ACTIVITY: Search the material for the string "below" and reply with how many lines contain it, nothing else.

DATA TO PROCESS:

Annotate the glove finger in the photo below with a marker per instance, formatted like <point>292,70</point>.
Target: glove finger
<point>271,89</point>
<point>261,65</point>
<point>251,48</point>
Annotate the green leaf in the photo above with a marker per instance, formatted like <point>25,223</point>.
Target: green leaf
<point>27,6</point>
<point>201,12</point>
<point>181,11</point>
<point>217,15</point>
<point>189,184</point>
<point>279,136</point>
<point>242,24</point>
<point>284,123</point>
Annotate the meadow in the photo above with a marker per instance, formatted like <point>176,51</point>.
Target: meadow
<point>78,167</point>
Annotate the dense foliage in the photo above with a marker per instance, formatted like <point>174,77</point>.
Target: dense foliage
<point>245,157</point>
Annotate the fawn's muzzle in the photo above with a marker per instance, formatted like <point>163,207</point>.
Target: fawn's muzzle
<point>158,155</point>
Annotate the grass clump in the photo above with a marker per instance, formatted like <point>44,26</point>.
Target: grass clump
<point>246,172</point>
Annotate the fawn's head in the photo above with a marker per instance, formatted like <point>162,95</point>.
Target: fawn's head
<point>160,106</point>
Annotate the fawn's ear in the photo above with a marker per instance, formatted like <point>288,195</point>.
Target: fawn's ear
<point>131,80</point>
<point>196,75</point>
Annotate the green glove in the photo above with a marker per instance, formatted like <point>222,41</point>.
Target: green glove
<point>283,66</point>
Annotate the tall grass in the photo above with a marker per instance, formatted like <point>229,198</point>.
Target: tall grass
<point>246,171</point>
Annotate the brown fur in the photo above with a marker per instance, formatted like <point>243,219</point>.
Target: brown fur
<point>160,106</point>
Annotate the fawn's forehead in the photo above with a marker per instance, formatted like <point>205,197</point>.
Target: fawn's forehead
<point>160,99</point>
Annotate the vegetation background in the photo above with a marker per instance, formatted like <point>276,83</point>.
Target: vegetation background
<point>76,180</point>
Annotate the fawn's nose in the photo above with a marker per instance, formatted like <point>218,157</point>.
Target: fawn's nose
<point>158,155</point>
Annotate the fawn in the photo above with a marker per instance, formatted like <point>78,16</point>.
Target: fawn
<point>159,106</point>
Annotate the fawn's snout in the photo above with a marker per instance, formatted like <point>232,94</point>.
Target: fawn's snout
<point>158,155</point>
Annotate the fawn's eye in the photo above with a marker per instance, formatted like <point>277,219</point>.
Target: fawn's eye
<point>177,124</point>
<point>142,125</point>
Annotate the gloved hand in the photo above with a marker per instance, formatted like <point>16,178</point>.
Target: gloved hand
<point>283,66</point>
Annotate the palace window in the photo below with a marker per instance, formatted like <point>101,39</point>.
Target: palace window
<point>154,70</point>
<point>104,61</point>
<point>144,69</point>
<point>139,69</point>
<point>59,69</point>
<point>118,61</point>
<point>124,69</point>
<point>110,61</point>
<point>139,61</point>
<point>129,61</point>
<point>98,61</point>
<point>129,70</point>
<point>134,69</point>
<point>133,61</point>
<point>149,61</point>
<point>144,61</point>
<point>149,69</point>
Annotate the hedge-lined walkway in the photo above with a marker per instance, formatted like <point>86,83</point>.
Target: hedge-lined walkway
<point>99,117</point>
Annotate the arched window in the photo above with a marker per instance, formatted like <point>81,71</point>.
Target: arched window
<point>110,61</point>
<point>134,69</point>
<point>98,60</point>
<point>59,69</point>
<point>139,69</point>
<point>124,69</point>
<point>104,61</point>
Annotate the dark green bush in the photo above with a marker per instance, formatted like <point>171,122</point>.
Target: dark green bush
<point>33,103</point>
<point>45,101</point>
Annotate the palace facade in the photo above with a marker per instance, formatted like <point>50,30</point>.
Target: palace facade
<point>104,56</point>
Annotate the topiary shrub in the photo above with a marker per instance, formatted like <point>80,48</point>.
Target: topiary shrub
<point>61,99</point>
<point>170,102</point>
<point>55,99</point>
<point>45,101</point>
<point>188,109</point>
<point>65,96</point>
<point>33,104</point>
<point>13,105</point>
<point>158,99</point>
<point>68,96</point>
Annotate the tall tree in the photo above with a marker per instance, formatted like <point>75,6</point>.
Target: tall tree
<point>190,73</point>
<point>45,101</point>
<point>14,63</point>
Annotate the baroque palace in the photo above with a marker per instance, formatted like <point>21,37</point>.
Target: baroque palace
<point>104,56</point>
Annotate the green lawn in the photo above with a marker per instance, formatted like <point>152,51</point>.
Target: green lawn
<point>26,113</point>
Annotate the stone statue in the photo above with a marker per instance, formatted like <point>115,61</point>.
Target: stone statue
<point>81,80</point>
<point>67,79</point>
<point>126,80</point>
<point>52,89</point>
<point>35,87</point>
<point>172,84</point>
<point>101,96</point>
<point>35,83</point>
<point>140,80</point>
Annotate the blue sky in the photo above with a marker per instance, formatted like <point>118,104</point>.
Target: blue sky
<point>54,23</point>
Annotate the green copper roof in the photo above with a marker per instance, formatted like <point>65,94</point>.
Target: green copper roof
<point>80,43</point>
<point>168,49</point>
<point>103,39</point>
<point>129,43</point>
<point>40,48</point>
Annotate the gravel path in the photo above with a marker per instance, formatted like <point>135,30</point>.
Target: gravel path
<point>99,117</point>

OUTPUT FOR THIS TASK: 2